### TEXT EXCERPT
-=-=-=-=-
But the Arava case is exceptional in world archaeology. Nomads almost never leave behind significant archaeological evidence. It follows that many archaeological “pronouncements” concerning the period of the entry into Canaan, the era of Judges and the incipient monarchy have no sound grounds. Now, at least with regard to historical processes involving mobile populations, it is time to acknowledge the limitations of archaeology’s contribution. The focal point of the discussion should revert to biblical criticism – the study of the text and its contexts – and research biases originating in simplistic archaeological pronouncements should be corrected.

Kingdom of nomads
In the stark deserts of southern Israel and western Jordan, ancient copper mines can be found in both sides of the Arava: in the Timna Valley near present-day Eilat, and in Wadi Faynan (biblical Punon), in Jordan.
Until studies conducted in the 1950s, the remains throughout the Arava were dated to the middle of the 10th century B.C.E. and associated with “King Solomon’s mines.” In 1969, following the discovery of an Egyptian shrine in the heart of the Timna Valley, the excavator, Beno Rothenberg, dated the remains of the mining in the valley to the period of the New Kingdom in Egypt, approximately 300 years before the period identified with King Solomon.
The dating for Wadi Faynan was also revised; in this case it was assigned a younger age, when permanent settlement in the region first appeared under the influence of the Assyrian Empire, during the late 8th and 7th centuries B.C.E. In other words, the systematic study of the region differentiated chronologically between Timna and Faynan, and it attributed the activity in both areas to imperial rule: Egypt in the southern Arava in the 13th and 12th centuries B.C.E., and Assyria in the northern Arava in the 7th century B.C.E.
It’s understandable why scholars considered the remains to be evidence of imperial projects. More than 10,000 mine shafts were discovered in Timna alone, indicating an organized enterprise and an orderly, systematic search for subterranean deposits. Some of the shafts are more than 40 meters deep (in Faynan, more than 70 meters!), and many develop into complex tunnel systems. Scattered in the smelting camps, where the furnaces operated and raw copper was produced, are dozens of heaps of slag and other industrial waste, some more than six meters high.
The remains attest to production on a vast scale using advanced technological knowhow. The hypothesis, based on this evidence, was that only powerful empires could have managed a project on this scale, organized the work in the mines and at the smelting camps, and channeled the product to extra-regional trade.
But whose empire was behind this vast mining endeavor? New research in the region has once again revised the picture. Dozens of high-precision radiocarbon dates from intensive excavations in Faynan and Timna showed that the mines were active at the same time in both regions, from the 11th to the 9th centuries B.C.E. – that is, after the Egyptians left Timna and withdrew from the whole of Canaan, in the mid-12th century B.C.E. This was also before the intervention of the Assyrian Empire in the area in the late 8th century B.C.E. If not the Egyptians or the Assyrians, then who?
-=-=-=-=-
### TASKS AND EXERCISES
1. Change the Arava copper mining text starting at "But whose empire" and ending at "Assyrians, then who?", writing "Neo-Assyrian Empire" in place of "Assyrian Empire".
2. Using the Arava copper mining text, state whether each statement agrees with it. Answer yes or no and quote the words that decide it.
(a) More than 10,000 mine shafts were found in Timna alone.
(b) Beno Rothenberg dated the Timna mining remains to the time of the Assyrian Empire.
(c) The radiocarbon dates showed that the mines in Faynan and Timna were active at the same time.
3. Pick up the Arava copper mining text after its last sentence and keep writing.

Source data
-=-=-=-=-
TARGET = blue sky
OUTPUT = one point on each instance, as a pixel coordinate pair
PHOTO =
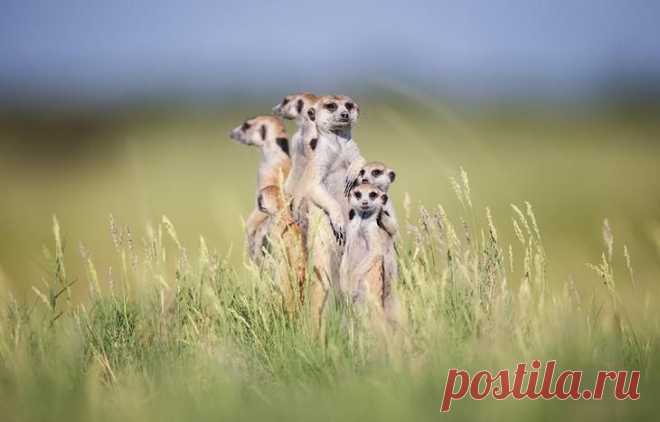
(109, 50)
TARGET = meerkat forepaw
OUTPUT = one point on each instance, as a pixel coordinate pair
(340, 234)
(349, 185)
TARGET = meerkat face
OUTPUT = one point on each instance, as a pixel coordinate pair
(377, 174)
(333, 112)
(365, 199)
(266, 132)
(295, 106)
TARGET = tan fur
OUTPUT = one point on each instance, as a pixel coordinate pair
(271, 216)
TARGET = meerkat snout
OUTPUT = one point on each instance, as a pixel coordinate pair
(377, 174)
(295, 106)
(336, 112)
(365, 199)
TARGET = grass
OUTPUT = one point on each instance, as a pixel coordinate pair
(121, 320)
(176, 335)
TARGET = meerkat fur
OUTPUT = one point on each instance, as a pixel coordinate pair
(362, 267)
(379, 175)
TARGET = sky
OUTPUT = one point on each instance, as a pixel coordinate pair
(107, 51)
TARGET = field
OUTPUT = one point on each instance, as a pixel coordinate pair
(126, 294)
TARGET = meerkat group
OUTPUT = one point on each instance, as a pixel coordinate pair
(336, 200)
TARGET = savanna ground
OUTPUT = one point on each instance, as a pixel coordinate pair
(145, 317)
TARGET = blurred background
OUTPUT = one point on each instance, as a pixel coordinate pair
(124, 107)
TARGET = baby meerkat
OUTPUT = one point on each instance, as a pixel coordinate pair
(362, 266)
(269, 135)
(379, 175)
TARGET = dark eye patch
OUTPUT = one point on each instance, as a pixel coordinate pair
(283, 143)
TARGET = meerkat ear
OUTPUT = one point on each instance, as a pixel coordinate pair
(283, 143)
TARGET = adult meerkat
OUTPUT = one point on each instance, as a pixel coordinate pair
(362, 267)
(379, 175)
(336, 158)
(331, 152)
(271, 214)
(269, 135)
(295, 107)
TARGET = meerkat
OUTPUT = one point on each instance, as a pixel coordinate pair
(271, 215)
(362, 267)
(379, 175)
(336, 158)
(269, 135)
(295, 107)
(320, 191)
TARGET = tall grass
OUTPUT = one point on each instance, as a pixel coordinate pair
(165, 332)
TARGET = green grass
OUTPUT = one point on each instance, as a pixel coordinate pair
(118, 321)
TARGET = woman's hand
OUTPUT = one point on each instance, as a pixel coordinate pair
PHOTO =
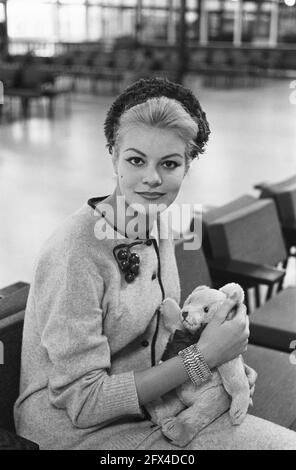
(252, 377)
(222, 341)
-=-=-=-=-
### TASK-BY-TASK ANSWERS
1.
But whose empire was behind this vast mining endeavor? New research in the region has once again revised the picture. Dozens of high-precision radiocarbon dates from intensive excavations in Faynan and Timna showed that the mines were active at the same time in both regions, from the 11th to the 9th centuries B.C.E. – that is, after the Egyptians left Timna and withdrew from the whole of Canaan, in the mid-12th century B.C.E. This was also before the intervention of the Neo-Assyrian Empire in the area in the late 8th century B.C.E. If not the Egyptians or the Assyrians, then who?

2.
(a) Yes: "More than 10,000 mine shafts were discovered in Timna alone"
(b) No: "dated the remains of the mining in the valley to the period of the New Kingdom in Egypt"
(c) Yes: "showed that the mines were active at the same time in both regions, from the 11th to the 9th centuries B.C.E."

3.
In the absence of permanent settlements across the entire area, the necessary conclusion is that this prodigious project must be attributed to the region’s nomadic population. These nomads must have created a complex social-political organization – if not an empire (as the remains had been interpreted until now), then at least a hierarchical, centralized kingdom that dominated the Arava and adjacent areas.
This is first evidence of a strong, nomad-based kingdom. That kingdom – a tribal coalition centering around the large oases of Faynan – should be identified with biblical Edom, whose population later settled in permanent sites in southern Transjordan and in their capital, Bozrah (modern Busayra).
The new excavations at Faynan and Timna have enriched our knowledge of the Edomite society that operated the mines, providing direct evidence that the entire Arava was under a uniform leadership at least from the 11th century B.C.E.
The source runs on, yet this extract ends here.